* YOUR OBJECTIVE: Convert the records below into a two-column CSV with the headers instruction and points. Give each instruction its own row, putting its text and its answer in separate quoted fields with line breaks replaced by spaces, and leave the pictures out.

## Begin GIVEN DATA

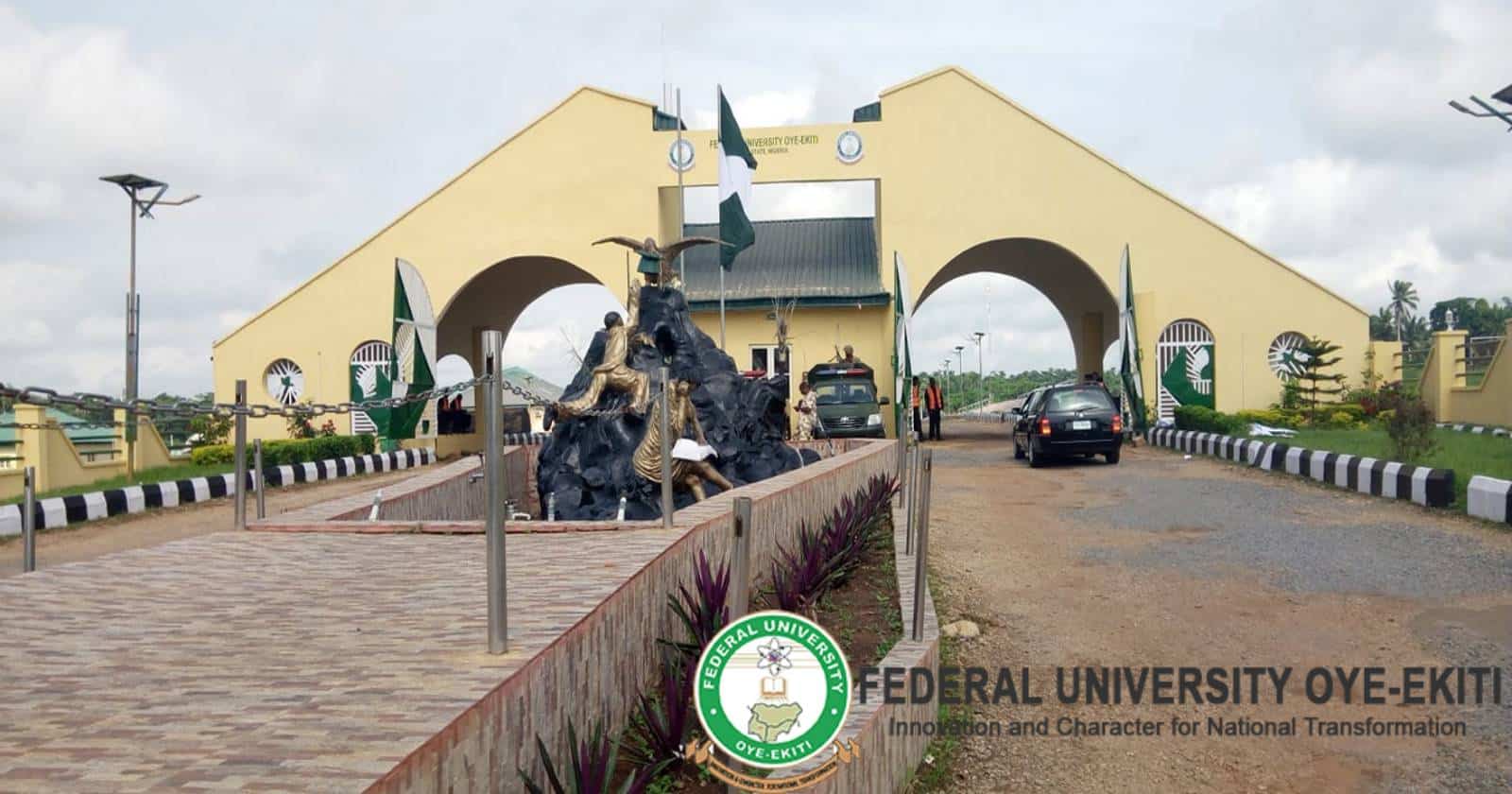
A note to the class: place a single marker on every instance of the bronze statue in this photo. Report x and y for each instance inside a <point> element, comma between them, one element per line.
<point>612,371</point>
<point>655,261</point>
<point>688,474</point>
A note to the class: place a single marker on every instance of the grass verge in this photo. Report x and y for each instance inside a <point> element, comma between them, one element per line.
<point>1467,454</point>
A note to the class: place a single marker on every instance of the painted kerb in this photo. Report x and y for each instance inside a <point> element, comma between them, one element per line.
<point>1429,488</point>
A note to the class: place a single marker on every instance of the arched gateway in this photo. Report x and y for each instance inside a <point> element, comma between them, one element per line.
<point>965,181</point>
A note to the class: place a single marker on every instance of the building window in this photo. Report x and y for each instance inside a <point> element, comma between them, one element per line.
<point>1184,353</point>
<point>284,382</point>
<point>770,359</point>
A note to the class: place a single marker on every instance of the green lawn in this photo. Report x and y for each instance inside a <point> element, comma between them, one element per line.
<point>1466,453</point>
<point>163,474</point>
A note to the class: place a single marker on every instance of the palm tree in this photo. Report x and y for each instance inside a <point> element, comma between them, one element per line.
<point>1403,300</point>
<point>1383,324</point>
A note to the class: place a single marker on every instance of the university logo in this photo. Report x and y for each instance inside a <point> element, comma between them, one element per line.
<point>771,692</point>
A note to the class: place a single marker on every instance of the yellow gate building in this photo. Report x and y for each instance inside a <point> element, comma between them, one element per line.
<point>965,181</point>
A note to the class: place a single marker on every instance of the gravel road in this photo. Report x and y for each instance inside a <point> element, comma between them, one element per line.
<point>1169,561</point>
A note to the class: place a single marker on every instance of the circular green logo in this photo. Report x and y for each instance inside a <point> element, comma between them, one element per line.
<point>771,690</point>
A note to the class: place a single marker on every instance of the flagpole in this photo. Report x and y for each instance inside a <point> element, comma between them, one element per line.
<point>682,274</point>
<point>718,108</point>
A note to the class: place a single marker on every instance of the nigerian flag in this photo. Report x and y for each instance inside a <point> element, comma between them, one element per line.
<point>413,368</point>
<point>735,186</point>
<point>1128,344</point>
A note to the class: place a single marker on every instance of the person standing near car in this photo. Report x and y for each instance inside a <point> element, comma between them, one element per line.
<point>914,403</point>
<point>935,403</point>
<point>808,408</point>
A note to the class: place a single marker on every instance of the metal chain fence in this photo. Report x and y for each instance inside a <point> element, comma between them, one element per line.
<point>90,403</point>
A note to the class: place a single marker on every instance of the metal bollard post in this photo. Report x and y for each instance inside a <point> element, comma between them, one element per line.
<point>29,519</point>
<point>921,546</point>
<point>911,507</point>
<point>667,440</point>
<point>239,511</point>
<point>259,484</point>
<point>741,560</point>
<point>903,466</point>
<point>491,458</point>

## End GIVEN DATA

* THE OUTPUT:
instruction,points
"A note to the class: place a single marker on every instance of the bronze statue in this photo. Report x and y for each instance inside a <point> element, comma between them, one element per line.","<point>612,371</point> <point>655,261</point> <point>688,474</point>"
"A note to the class: place a single marker on every instance of the grass verge in this photo. Report x and y for each instance inside a <point> element, comma between them, one element per line.","<point>1467,454</point>"
"A note to the class: place a single marker on every instance of the painted kerb in this photo. Report x and y for each instance inside a <point> element, comma between them, one element per line.","<point>1429,488</point>"
"A note to the class: place a single marker on every instance of the arched gateway in this photo. Report x and y for each instance inside a <point> element, comma between them, one element per line.","<point>965,181</point>"
"A note to the class: place a single marker on every instance of the building window in this photo. Report x and y for each instance inside a <point> element, comma between them, one element per line.","<point>1184,353</point> <point>284,382</point> <point>770,359</point>"
"A note to the class: place a single marker on every instance of the green lawn in this photo. Report x and y for each instance inside a <point> element, comma between them, one element per line.","<point>1466,453</point> <point>163,474</point>"
"A note to the class: place a single marker on every instance of the palm tree in this photo. Report x and y for each instance inside a <point> element, comma between them, one element per line.","<point>1403,300</point> <point>1383,324</point>"
"A note to the class: place a single marker on every instance of the university logo in this photo. Report x and y for each instance inside a <point> element, comma between them, one element per line.","<point>771,692</point>"
"A note to the class: place a single marker on every instance of the yellow gate building in this photo. Report x and y for each instance inside a <point> element, comma between them, one element per line.","<point>965,181</point>"
"A note to the class: place a single marker on every instance of the gravel road in this photo. Report x and y for each instance inside a <point> element, comma between them, one element per line.","<point>1169,561</point>"
"A note to the class: place a single marker on every instance of the circular green logo in this photo. Report x and y for each instance inside a <point> element, comma between them, one element per line.","<point>771,690</point>"
"A note to the class: place a single marker on every instance of the flagpole in this photo. Report x and y for each instance inside a <point> element, comma between them, one element per line.","<point>682,274</point> <point>718,108</point>"
"A note to the class: place a single marker on every instance of the nigerian flag in this photo. Report x and y for each instance inside a <point> element, comma between them, one element per line.","<point>413,368</point> <point>735,186</point> <point>1128,344</point>"
"A note to the class: place a single marker on every instance of the person standing near car in this photo. Report x and y for each instance inside a <point> element, comma between them, one element per line.","<point>914,403</point> <point>935,403</point> <point>808,408</point>"
"A note to the class: place a single marker on every instance of the metal chain fence in this photo. Report x and y for each instance inside a <point> element, comma between them, one element per line.","<point>90,403</point>"
"A note to the class: place a single marker on every instance of the metal bollard post in this photo. Report x and y for each instance inside a <point> element, comma between them, one element per line.","<point>29,519</point> <point>921,546</point> <point>911,507</point> <point>667,440</point> <point>239,511</point> <point>259,484</point> <point>741,560</point> <point>903,466</point> <point>491,458</point>"